• Wat je doet
Werk alle items hieronder bij door overal "one point per instance" te vervangen door "one point for each instance" en verder niets te veranderen. Laat de afbeeldingen weg in je antwoord.

* * *

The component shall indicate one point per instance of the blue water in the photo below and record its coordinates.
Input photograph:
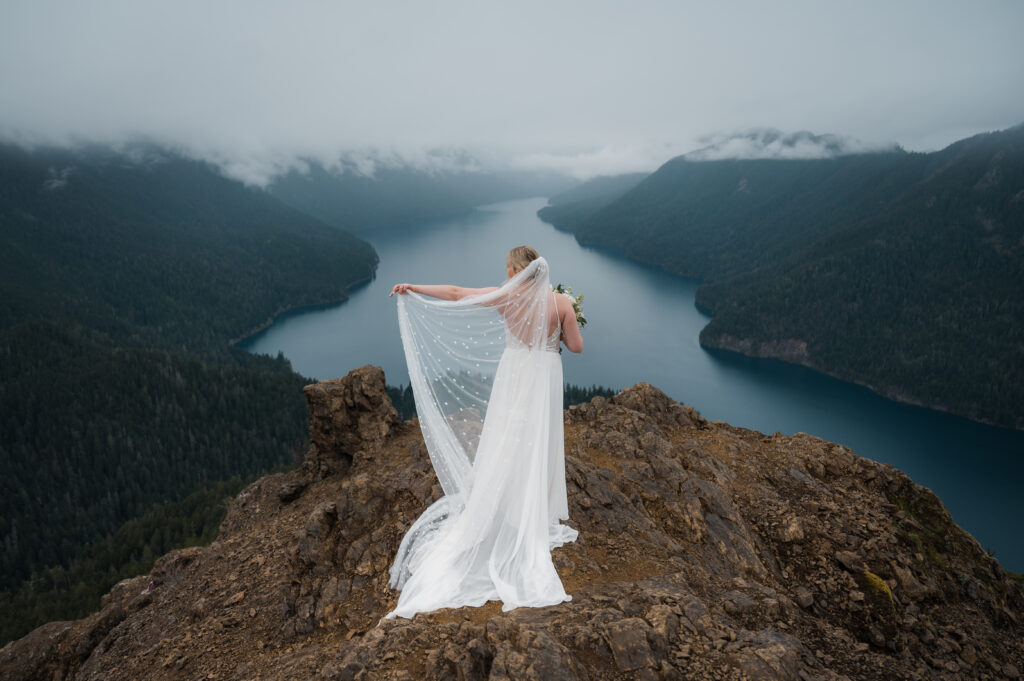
(643, 327)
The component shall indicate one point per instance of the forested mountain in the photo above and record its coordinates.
(123, 279)
(898, 270)
(158, 250)
(357, 201)
(569, 208)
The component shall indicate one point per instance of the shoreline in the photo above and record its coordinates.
(901, 398)
(295, 308)
(794, 359)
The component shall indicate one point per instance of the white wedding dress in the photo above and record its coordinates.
(486, 375)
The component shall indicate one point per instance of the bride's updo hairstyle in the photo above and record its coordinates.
(521, 256)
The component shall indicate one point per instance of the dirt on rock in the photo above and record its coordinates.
(706, 552)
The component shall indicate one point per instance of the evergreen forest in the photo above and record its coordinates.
(899, 270)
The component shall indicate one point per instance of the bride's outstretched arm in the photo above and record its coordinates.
(442, 291)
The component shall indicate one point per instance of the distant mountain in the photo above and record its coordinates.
(124, 275)
(566, 210)
(901, 271)
(358, 201)
(158, 250)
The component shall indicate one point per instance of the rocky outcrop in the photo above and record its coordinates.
(705, 552)
(348, 418)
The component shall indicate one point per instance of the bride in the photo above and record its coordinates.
(486, 375)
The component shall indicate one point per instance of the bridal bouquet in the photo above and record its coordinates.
(577, 302)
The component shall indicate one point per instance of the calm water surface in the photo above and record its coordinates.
(643, 327)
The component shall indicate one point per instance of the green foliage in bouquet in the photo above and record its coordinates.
(577, 302)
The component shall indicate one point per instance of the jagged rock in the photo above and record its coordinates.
(291, 491)
(348, 417)
(705, 552)
(804, 597)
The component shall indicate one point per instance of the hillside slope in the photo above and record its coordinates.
(706, 552)
(897, 270)
(124, 277)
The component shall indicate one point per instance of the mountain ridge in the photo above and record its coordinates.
(706, 552)
(897, 270)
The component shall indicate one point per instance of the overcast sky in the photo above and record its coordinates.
(591, 87)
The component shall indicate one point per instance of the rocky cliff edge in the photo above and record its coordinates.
(706, 552)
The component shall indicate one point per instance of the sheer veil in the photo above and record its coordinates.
(484, 372)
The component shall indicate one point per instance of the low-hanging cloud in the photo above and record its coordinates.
(770, 143)
(261, 88)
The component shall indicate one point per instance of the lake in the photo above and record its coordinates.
(643, 327)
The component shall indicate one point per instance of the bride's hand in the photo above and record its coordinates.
(400, 288)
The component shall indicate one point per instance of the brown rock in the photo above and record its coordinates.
(628, 640)
(686, 567)
(348, 417)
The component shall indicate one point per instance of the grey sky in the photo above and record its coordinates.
(591, 87)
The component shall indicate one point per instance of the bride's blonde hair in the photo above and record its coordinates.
(521, 256)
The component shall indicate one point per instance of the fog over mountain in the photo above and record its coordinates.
(261, 88)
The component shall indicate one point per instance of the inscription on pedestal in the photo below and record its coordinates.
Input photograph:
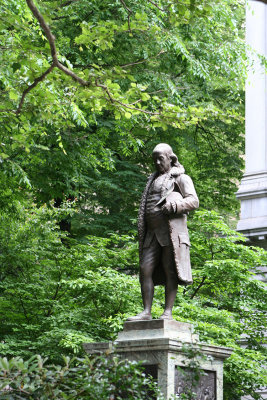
(202, 384)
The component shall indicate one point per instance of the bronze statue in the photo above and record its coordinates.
(162, 226)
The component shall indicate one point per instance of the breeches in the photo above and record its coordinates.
(155, 255)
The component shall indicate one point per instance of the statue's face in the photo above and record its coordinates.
(162, 161)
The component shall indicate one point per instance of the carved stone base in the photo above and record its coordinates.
(168, 349)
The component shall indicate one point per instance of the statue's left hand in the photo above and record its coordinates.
(167, 208)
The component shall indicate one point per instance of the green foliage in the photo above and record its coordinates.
(74, 160)
(156, 72)
(78, 378)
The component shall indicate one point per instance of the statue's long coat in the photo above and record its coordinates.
(177, 188)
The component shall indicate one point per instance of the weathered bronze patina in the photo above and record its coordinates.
(163, 236)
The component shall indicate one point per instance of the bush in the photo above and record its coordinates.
(95, 378)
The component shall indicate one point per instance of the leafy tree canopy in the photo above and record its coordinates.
(87, 90)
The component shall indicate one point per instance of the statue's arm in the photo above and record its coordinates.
(189, 200)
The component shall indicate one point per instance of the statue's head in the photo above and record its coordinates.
(164, 158)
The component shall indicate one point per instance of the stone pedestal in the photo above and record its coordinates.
(162, 345)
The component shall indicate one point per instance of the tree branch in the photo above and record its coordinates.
(67, 3)
(50, 37)
(154, 4)
(56, 63)
(199, 286)
(129, 14)
(30, 87)
(143, 60)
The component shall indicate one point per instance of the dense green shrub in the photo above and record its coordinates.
(97, 378)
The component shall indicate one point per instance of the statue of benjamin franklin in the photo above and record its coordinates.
(162, 226)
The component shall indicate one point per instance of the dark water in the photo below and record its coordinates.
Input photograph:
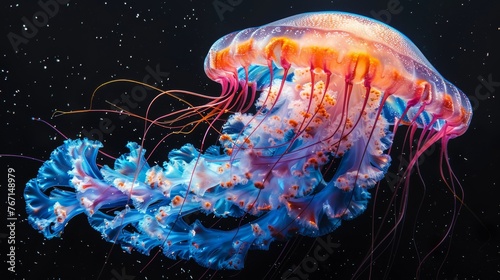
(86, 43)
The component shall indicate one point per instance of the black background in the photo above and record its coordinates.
(87, 43)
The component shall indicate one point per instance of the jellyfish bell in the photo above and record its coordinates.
(331, 85)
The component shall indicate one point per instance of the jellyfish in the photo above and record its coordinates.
(310, 105)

* * *

• Uitgevoerde taak
The component shall indicate one point for each instance of the blue water in the photo below and record its coordinates.
Input photograph:
(643, 327)
The component shall indicate one point for each instance of the forested mountain in the photo above and record its coordinates.
(123, 279)
(898, 270)
(158, 250)
(357, 201)
(569, 208)
The component shall indicate one point for each instance of the shoreline in the photo above and record its coordinates.
(901, 398)
(295, 308)
(794, 359)
The component shall indicate one point for each instance of the white wedding dress in the photo above and record its coordinates.
(486, 375)
The component shall indicate one point for each instance of the bride's updo hairstyle in the photo above and record its coordinates.
(521, 256)
The component shall indicate one point for each instance of the dirt on rock in the photo above and record its coordinates.
(706, 552)
The component shall indicate one point for each instance of the evergreen forest in the photo above and record its coordinates.
(899, 270)
The component shall indicate one point for each instance of the bride's outstretched arm in the photo above and record its coordinates.
(442, 291)
The component shall indicate one point for each instance of the distant mountain in the photo above and record its coordinates.
(124, 275)
(566, 210)
(901, 271)
(358, 201)
(158, 250)
The component shall indicate one point for each instance of the rocky outcrop in the photo above and record its coordinates.
(705, 552)
(348, 418)
The component shall indicate one point for each instance of the bride in the photo above and record its coordinates.
(486, 375)
The component shall indicate one point for each instance of the bridal bouquet in the photo above and record its coordinates.
(577, 302)
The component shall indicate one point for each instance of the calm water surface in the photo above and record its coordinates.
(643, 327)
The component shall indicate one point for each instance of the green foliage in bouquet in the photo above and record its coordinates.
(577, 302)
The component shall indicate one point for each instance of the jagged rock in the photo above and record its coordinates.
(291, 491)
(348, 417)
(705, 552)
(804, 597)
The component shall indicate one point for each instance of the hillside slope in the photo above and record its coordinates.
(706, 552)
(897, 270)
(124, 277)
The component shall indicate one point for each instance of the mountain ridge in the photo above and record its coordinates.
(706, 552)
(897, 270)
The component shall indicate one point for each instance of the overcast sky in the photo above and record its coordinates.
(591, 87)
The component shall indicate one point for each instance of the rocky cliff edge in the photo above and record its coordinates.
(706, 552)
The component shall indicate one point for each instance of the sheer veil in the photo above and record its coordinates.
(484, 372)
The component shall indicate one point for each instance of the low-hanging cloud in the photo above and record its coordinates.
(770, 143)
(261, 88)
The component shall indicate one point for each instance of the lake in the photo above and record its coordinates.
(643, 327)
The component shall indicate one point for each instance of the bride's hand in the photo above and record its coordinates.
(400, 288)
The component shall indicate one point for each instance of the brown rock in the photo above and record its coordinates.
(628, 640)
(686, 567)
(348, 417)
The component shall indicate one point for each instance of the grey sky in the photo above and record its coordinates.
(591, 87)
The component shall indicate one point for each instance of the bride's blonde hair in the photo above and record its coordinates.
(521, 256)
The component shall indicate one point for each instance of the fog over mountain in the photo above and record its coordinates.
(261, 88)
The component shall indicate one point for each instance of the inscription on pedestal in the photo below and record its coordinates.
Input photograph:
(202, 384)
The component shall indicate one point for each instance of the bronze statue in the photo above and record its coordinates.
(162, 226)
The component shall indicate one point for each instance of the breeches in the photo above and record its coordinates.
(155, 255)
The component shall indicate one point for each instance of the statue's face in the photo above and record its coordinates.
(162, 161)
The component shall indicate one point for each instance of the carved stone base in the photo above and record its coordinates.
(168, 349)
The component shall indicate one point for each instance of the statue's left hand in the photo above and record its coordinates.
(167, 208)
The component shall indicate one point for each instance of the green foliage in the photo above and record its coordinates.
(74, 160)
(156, 72)
(78, 378)
The component shall indicate one point for each instance of the statue's long coat in the photo above and record its coordinates.
(177, 188)
The component shall indicate one point for each instance of the weathered bronze patina in the photo above and record its coordinates.
(163, 236)
The component shall indicate one point for each instance of the bush in the photo above and record its coordinates.
(95, 378)
The component shall indicate one point for each instance of the leafy tree canopy in the photo above and record its coordinates.
(87, 90)
The component shall indicate one point for each instance of the statue's arm in the photo above and record its coordinates.
(189, 200)
The component shall indicate one point for each instance of the statue's head in the photo above and record its coordinates.
(164, 158)
The component shall indicate one point for each instance of the stone pedestal in the photo above and record its coordinates.
(162, 345)
The component shall indicate one point for each instance of the tree branch in the photo above and record its coordinates.
(67, 3)
(50, 37)
(154, 4)
(56, 63)
(199, 286)
(129, 14)
(30, 87)
(143, 60)
The component shall indicate one point for each instance of the dense green shrub in the photo above and record its coordinates.
(97, 378)
The component shall indicate one point for each instance of the statue of benjamin franklin in the photo above and record its coordinates.
(162, 226)
The component shall indicate one point for each instance of the dark water in the photo below and record its coordinates.
Input photograph:
(86, 43)
The component shall indicate one point for each instance of the black background in the photo above and record its coordinates.
(87, 43)
The component shall indicate one point for each instance of the jellyfish bell in the photo above and record its coordinates.
(331, 85)
The component shall indicate one point for each instance of the jellyfish in the photo above and record its coordinates.
(310, 105)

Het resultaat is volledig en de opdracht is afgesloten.